Il gene della Corea di Huntington è molto grande ed è composto da 67 esoni (è quindi un gene polimorfico). In ciascun allele vi è un gene che contiene una certa serie di ripetizioni dei nucleotìdi (gli elementi del DNA) CAG. Ogni CAG codifica la glutamina, quindi un gene normale avrà sino a 30 glutamine, mentre un gene mutato avrà 36 o più glutamine (da qui la definizione di "malattia da poliglutamine"). Ma la Corea di Huntington non è la sola malattia causata da un’eccessiva ripetizione di CAG: in diversi altri geni vi sono ripetizioni eccessive di questi tre nucleotìdi. Da qui la conclusione che ci dovesse essere una tossicità intrinseca nell’eccessiva ripetizione del CAG. Si è quindi immaginato che la proteina mutata che ne derivava (l’huntingtina, nel caso della Corea di Huntington) assumesse un effetto tossico aggiuntivo rispetto alla sua funzione normale, che non si sapeva ancora quale fosse. Lo scopo della ricerca era quindi quello di cercare di inibire questa funzione tossica dell’huntingtina mutata.

Questo fattore poteva però essere visto da due punti di vista:

  1. da un lato c’era un’ACQUISIZIONE DI UNA FUNZIONE TOSSICA da parte dell’huntingtina;
  2. dall’altro vi era la PERDITA DELLA FUNZIONE NORMALE dell’huntingtina.

Si trattava di due facce della stessa medaglia, e mentre la maggior parte dei ricercatori si interrogava su quale fosse la nuova funzione acquisita (e deleteria) della proteina, il nostro gruppo ha cominciato a chiedersi quale fosse la funzione originale della proteina "sana". Ci chiedevamo se fosse possibile ripristinare la funzione originale dell’huntingtina. Abbiamo iniziato una serie di esperimenti sottoponendo a varie situazioni di stress delle cellule dello striato contenenti il gene sano e altre contenenti il gene malato. A una temperatura normale, per esempio, (33°) le cellule proliferano. Alzando la temperatura a 39° la maggior parte delle cellule contenenti l’huntingtina mutata morivano, mentre quelle sane sopravvivevano di più. Da qui è nata l’ipotesi che l’huntingtina potesse avere una funzione originale protettiva.

> [Dati archiviati]:
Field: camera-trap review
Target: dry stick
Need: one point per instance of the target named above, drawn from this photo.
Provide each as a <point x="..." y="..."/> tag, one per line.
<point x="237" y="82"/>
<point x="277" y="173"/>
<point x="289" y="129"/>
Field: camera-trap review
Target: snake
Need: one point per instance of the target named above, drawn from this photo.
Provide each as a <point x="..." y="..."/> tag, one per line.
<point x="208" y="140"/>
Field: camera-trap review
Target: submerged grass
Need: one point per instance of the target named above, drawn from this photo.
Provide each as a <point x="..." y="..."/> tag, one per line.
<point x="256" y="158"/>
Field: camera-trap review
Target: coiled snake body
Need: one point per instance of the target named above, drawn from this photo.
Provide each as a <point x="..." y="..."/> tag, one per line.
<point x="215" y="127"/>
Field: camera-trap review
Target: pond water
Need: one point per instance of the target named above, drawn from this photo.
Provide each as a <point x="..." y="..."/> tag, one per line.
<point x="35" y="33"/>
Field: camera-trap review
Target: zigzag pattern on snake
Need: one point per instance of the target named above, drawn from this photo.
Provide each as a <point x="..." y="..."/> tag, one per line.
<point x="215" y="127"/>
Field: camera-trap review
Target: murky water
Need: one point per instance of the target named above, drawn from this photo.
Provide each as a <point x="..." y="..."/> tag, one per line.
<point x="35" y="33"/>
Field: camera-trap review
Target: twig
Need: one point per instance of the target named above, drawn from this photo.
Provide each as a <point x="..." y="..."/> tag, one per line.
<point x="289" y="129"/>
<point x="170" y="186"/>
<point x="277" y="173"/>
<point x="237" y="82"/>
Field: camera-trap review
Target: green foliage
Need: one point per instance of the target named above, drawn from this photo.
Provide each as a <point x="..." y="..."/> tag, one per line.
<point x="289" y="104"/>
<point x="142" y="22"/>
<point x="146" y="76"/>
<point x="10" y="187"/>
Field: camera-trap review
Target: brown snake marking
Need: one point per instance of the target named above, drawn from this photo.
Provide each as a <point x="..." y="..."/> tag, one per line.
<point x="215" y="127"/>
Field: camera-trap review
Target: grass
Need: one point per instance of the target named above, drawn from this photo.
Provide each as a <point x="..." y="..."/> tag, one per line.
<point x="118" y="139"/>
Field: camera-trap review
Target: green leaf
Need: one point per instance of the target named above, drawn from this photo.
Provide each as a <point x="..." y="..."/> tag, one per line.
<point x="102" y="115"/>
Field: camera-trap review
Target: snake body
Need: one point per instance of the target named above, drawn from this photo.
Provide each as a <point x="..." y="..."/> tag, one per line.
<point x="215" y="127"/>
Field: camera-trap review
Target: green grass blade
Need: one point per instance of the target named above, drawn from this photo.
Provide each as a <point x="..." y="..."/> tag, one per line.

> [Attività 1]:
Copia dal brano sulla Corea di Huntington il passo da "Questo fattore poteva" a "FUNZIONE NORMALE dell’huntingtina.".
> [Attività 2]:
Elenca tutti i valori numerici scritti in cifre nel brano sulla Corea di Huntington, senza contare i numeri dell'elenco puntato.
> [Attività 3]:
Riprendi il brano sulla Corea di Huntington dal punto in cui si ferma e proseguilo.

> [Risposta 1]:
Questo fattore poteva però essere visto da due punti di vista:

  1. da un lato c’era un’ACQUISIZIONE DI UNA FUNZIONE TOSSICA da parte dell’huntingtina;
  2. dall’altro vi era la PERDITA DELLA FUNZIONE NORMALE dell’huntingtina.

> [Risposta 2]:
- 67 (esoni del gene)
- 30 (glutamine, al massimo, in un gene normale)
- 36 (glutamine, o più, in un gene mutato)
- 33° (temperatura normale)
- 39° (temperatura alzata)

> [Risposta 3]:
Dunque l’huntingtina proteggeva le cellule dalla morte, ma da che tipo di morte? La risposta è venuta dopo qualche ulteriore ricerca: proteggeva le cellule dall’apoptosi, un processo di "suicidio" delle cellule che si verifica a diversi livelli e attraverso diversi elementi, tra cui uno chi amato CASPASI (o CASPASE). Dopo vari esperimenti abbiamo isolato la sua "zona di intervento": l’huntingtina bloccava l’evento della CASPASI 3, agendo a monte di essa, sulla CASPASI 9, e prevenendo il suo processamento. In sostanza nelle cellule con l’huntingtina sana il CASPASI 9 non veniva processato, il "suicidio" veniva bloccato e la proteina non moriva. L’huntingtina è una proteina ANTI-APOPTOTICA che impedisce alle cellule di morire.

Negli esperimenti sui topi si è giunti alla conclusione che:

SI OTTIENE PRESSOCHE’ LO STESSO RISULTATO!

La domanda successiva è stata la seguente: perché, se l’huntingtina muta in tutte le cellule, quelle che muoiono sono solo le cellule striatali? Che cosa accomuna le cellule striatali a quelle della corteccia, anch’esse compromesse? C’è un processo che collega le cellule della corteccia a quelle dello striato, ed è la fornitura di una neurotrofina che si chiama Brain Derived Neutrophic Factor (BDNF). Le cellule dello striato vivono di BDNF, ma non lo producono, lo devono "importare" dalla corteccia con una connessione cortico-striatale. Infatti nel secondo e nel quinto strato della corteccia c’è moltissima huntingtina, molta di più di quanta non se ne trovi nello striato. C’era quindi una forte correlazione tra la quantità di BDNF presente e la quantità di huntingtina. Il risultato è stato che l’huntingtina ha un effetto diretto sulla produzione di BDNF, agisce a livello genico sul gene del BDNF e ne promuove soprattutto l’esone 2. Quando l’huntingtina è mutata non assolve più a questa funzione e non favorisce più la produzione di BDNF.

Il risultato è che ora si farà uno screening di tutti i farmaci esistenti che possano assolvere a questa funzione mancante dell’huntingtina, in attesa di trovare il modo per riattivare la funzione della proteina stessa o di fornire in qualche altro modo il BDNF alle cellule dello striato.